*The problem*:
For this exercise, print all of the data exactly as given.

Saved data entries:
········

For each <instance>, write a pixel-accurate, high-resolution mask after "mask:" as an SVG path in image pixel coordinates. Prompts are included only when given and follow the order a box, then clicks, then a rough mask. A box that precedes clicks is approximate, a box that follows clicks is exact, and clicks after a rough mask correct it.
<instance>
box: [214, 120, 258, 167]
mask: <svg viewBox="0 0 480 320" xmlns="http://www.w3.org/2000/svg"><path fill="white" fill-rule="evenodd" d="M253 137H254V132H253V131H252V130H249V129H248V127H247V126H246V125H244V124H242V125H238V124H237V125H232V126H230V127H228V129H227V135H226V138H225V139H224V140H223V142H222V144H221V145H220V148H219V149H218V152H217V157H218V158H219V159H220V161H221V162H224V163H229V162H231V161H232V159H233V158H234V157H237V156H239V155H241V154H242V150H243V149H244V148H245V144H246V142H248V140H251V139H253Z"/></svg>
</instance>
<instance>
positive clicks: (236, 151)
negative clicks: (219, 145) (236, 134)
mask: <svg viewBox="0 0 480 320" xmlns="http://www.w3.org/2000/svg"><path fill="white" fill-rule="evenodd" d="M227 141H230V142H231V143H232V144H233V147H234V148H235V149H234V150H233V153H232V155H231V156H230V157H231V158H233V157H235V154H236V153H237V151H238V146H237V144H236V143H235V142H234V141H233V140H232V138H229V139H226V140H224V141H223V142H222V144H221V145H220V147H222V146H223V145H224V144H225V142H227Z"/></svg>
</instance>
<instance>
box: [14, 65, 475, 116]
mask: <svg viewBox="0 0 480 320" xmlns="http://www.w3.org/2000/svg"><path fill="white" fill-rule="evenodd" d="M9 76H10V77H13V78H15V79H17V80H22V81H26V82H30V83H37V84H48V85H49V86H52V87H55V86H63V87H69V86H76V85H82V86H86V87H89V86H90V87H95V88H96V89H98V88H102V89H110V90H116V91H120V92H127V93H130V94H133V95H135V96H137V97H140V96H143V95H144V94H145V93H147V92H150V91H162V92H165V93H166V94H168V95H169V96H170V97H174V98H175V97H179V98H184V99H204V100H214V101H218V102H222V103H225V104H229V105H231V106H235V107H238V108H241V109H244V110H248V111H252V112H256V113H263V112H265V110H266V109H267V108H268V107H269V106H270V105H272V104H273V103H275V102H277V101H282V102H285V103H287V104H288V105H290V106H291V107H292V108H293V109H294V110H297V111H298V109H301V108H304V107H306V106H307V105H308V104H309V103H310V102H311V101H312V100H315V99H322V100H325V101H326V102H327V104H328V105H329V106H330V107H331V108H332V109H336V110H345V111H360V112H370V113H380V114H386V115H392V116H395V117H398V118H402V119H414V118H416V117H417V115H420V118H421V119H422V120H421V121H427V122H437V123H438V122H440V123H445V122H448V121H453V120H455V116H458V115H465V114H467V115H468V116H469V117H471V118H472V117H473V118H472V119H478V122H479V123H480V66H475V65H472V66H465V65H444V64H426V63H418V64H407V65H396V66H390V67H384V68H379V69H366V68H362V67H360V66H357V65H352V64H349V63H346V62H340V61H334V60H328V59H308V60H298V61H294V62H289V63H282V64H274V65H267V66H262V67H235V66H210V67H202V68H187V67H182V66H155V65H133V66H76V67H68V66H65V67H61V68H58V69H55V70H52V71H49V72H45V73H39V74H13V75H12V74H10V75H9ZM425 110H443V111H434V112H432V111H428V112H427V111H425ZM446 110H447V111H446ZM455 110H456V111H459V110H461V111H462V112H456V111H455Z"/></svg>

········

*Output of the exercise*:
For each <instance>, write a pixel-accurate, high-resolution mask after "mask:" as an SVG path in image pixel coordinates. Prompts are included only when given and follow the order a box, then clicks, then a rough mask. A box that precedes clicks is approximate, a box that follows clicks is exact, and clicks after a rough mask correct it.
<instance>
box: [214, 120, 258, 167]
mask: <svg viewBox="0 0 480 320" xmlns="http://www.w3.org/2000/svg"><path fill="white" fill-rule="evenodd" d="M253 137H254V132H253V131H252V130H249V129H248V127H247V126H246V125H244V124H242V125H238V124H237V125H232V126H230V127H228V129H227V135H226V138H225V139H224V140H223V142H222V144H221V145H220V148H219V149H218V152H217V157H218V158H219V159H220V161H221V162H224V163H229V162H231V161H232V159H233V158H234V157H237V156H239V155H241V154H242V150H243V149H244V148H245V144H246V142H248V140H251V139H253Z"/></svg>
</instance>
<instance>
positive clicks: (236, 151)
negative clicks: (219, 145) (236, 134)
mask: <svg viewBox="0 0 480 320" xmlns="http://www.w3.org/2000/svg"><path fill="white" fill-rule="evenodd" d="M227 141H230V142H231V143H232V144H233V147H234V148H235V149H234V150H233V153H232V155H231V156H230V157H231V158H233V157H235V154H236V153H237V151H238V146H237V144H236V143H235V142H234V141H233V140H232V138H229V139H226V140H224V141H223V142H222V144H221V145H220V147H222V146H223V145H224V144H225V142H227Z"/></svg>
</instance>
<instance>
box: [14, 65, 475, 116]
mask: <svg viewBox="0 0 480 320" xmlns="http://www.w3.org/2000/svg"><path fill="white" fill-rule="evenodd" d="M9 76H10V77H13V78H15V79H17V80H22V81H26V82H30V83H37V84H48V85H49V86H52V87H55V86H63V87H69V86H76V85H82V86H86V87H89V86H90V87H95V88H96V89H98V88H102V89H110V90H116V91H120V92H127V93H130V94H133V95H135V96H137V97H140V96H143V95H144V94H145V93H147V92H150V91H162V92H165V93H166V94H168V95H169V96H170V97H174V98H175V97H179V98H184V99H204V100H214V101H218V102H222V103H225V104H229V105H231V106H235V107H238V108H241V109H244V110H248V111H252V112H256V113H263V112H265V110H266V109H267V108H268V107H269V106H270V105H272V104H273V103H275V102H277V101H282V102H285V103H287V104H288V105H290V106H291V107H292V108H293V109H294V110H297V111H298V109H301V108H304V107H306V106H307V105H308V104H309V103H310V102H311V101H312V100H315V99H322V100H325V101H326V102H327V104H328V105H329V106H330V107H331V108H332V109H336V110H345V111H360V112H370V113H380V114H386V115H392V116H395V117H398V118H402V119H414V118H416V117H417V115H420V118H421V119H422V120H421V121H427V122H437V123H438V122H440V123H445V122H448V121H453V120H455V116H458V115H465V114H467V115H468V116H469V117H471V118H472V117H473V118H472V119H478V122H479V123H480V66H475V65H472V66H465V65H444V64H426V63H418V64H407V65H396V66H390V67H384V68H379V69H366V68H362V67H360V66H357V65H352V64H349V63H346V62H340V61H334V60H328V59H308V60H298V61H294V62H289V63H282V64H274V65H267V66H262V67H235V66H210V67H202V68H187V67H182V66H155V65H133V66H76V67H68V66H65V67H61V68H58V69H55V70H52V71H49V72H45V73H39V74H13V75H12V74H10V75H9ZM425 110H443V111H434V112H432V111H428V112H427V111H425ZM446 110H447V111H446ZM455 110H456V111H459V110H461V111H462V112H456V111H455Z"/></svg>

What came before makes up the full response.